▸ **Exercise aim**:
Exactly the lines from the one containing "background in this photo." through the final line of the listing are to be retyped, and nothing more.

▸ **Entries supplied**:
— begin —

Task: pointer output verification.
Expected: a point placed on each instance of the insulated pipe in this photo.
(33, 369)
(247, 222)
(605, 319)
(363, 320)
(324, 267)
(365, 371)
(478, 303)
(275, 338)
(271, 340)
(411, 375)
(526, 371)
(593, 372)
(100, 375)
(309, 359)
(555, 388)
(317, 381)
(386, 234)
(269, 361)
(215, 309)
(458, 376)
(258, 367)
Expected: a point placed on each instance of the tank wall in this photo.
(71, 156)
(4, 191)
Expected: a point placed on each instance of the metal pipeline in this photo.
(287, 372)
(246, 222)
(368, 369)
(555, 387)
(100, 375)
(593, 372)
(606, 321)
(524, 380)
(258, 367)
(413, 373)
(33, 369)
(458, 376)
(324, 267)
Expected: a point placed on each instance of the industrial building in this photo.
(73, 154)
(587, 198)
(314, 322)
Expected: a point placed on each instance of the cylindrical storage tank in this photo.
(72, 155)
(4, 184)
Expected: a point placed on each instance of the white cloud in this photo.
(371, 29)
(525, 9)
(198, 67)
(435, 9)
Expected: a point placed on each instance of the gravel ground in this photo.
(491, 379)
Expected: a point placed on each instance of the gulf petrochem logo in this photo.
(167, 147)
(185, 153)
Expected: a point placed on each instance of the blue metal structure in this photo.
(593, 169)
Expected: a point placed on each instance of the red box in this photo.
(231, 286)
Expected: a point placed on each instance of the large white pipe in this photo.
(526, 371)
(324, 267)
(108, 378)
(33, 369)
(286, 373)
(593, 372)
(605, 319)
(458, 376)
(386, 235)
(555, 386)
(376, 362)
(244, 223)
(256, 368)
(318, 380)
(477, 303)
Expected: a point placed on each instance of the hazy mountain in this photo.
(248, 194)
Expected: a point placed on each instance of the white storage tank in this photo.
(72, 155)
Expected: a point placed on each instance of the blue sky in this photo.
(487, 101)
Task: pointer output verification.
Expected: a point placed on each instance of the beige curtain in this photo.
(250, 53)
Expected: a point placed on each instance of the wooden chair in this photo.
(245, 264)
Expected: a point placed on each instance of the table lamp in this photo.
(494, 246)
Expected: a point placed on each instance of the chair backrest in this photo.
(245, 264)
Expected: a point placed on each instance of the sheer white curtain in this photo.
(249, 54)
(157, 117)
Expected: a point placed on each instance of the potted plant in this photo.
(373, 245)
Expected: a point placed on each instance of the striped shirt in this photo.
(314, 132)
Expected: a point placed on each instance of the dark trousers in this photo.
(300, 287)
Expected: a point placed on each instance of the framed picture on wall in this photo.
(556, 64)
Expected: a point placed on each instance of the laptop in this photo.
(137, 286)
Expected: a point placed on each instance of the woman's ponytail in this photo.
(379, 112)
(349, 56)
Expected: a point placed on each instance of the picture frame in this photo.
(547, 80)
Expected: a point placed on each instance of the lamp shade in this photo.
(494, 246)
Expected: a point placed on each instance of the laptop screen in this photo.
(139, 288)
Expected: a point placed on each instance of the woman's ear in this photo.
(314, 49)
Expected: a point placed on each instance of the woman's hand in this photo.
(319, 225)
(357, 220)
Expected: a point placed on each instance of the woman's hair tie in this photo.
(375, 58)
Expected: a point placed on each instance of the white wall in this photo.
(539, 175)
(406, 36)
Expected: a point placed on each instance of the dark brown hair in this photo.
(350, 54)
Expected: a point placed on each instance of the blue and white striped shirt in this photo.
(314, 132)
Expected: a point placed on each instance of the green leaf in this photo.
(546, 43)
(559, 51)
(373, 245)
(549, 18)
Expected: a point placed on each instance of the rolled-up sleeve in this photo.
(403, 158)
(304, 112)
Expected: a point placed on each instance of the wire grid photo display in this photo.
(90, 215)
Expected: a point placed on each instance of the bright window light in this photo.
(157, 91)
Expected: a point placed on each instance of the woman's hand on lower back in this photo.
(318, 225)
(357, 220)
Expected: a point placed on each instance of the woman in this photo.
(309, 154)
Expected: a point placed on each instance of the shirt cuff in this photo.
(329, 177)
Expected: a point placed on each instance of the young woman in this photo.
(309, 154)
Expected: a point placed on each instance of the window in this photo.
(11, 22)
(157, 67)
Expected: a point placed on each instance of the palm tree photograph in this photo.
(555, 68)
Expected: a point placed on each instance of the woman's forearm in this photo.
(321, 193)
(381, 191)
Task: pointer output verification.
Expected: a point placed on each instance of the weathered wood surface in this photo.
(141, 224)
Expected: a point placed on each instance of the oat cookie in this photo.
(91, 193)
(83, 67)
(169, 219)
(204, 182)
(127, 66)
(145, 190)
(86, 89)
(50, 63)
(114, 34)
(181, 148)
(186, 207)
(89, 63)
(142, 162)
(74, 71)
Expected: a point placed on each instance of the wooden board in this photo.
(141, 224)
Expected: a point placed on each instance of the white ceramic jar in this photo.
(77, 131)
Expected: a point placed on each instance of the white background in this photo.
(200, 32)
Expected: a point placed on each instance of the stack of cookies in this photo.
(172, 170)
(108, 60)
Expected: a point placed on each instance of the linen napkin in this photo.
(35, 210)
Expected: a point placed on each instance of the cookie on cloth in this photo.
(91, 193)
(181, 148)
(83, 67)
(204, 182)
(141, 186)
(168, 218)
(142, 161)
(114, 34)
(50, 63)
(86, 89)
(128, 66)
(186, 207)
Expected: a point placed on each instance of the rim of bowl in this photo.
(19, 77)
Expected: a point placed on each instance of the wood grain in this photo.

— end —

▸ **Completed exercise**:
Expected: a point placed on each instance of the white background in this photo.
(200, 32)
Expected: a point placed on each instance of the stack of cookies in this photo.
(172, 170)
(108, 60)
Expected: a point placed on each instance of the linen napkin in this photo.
(35, 210)
Expected: a point placed on each instance of the cookie on cloth in this photo.
(91, 193)
(181, 148)
(83, 67)
(204, 182)
(141, 186)
(168, 218)
(142, 161)
(114, 34)
(50, 63)
(86, 89)
(128, 66)
(186, 207)
Expected: a point placed on each instance of the rim of bowl in this photo.
(19, 77)
Expected: a point placed on each instance of the wood grain in this photo.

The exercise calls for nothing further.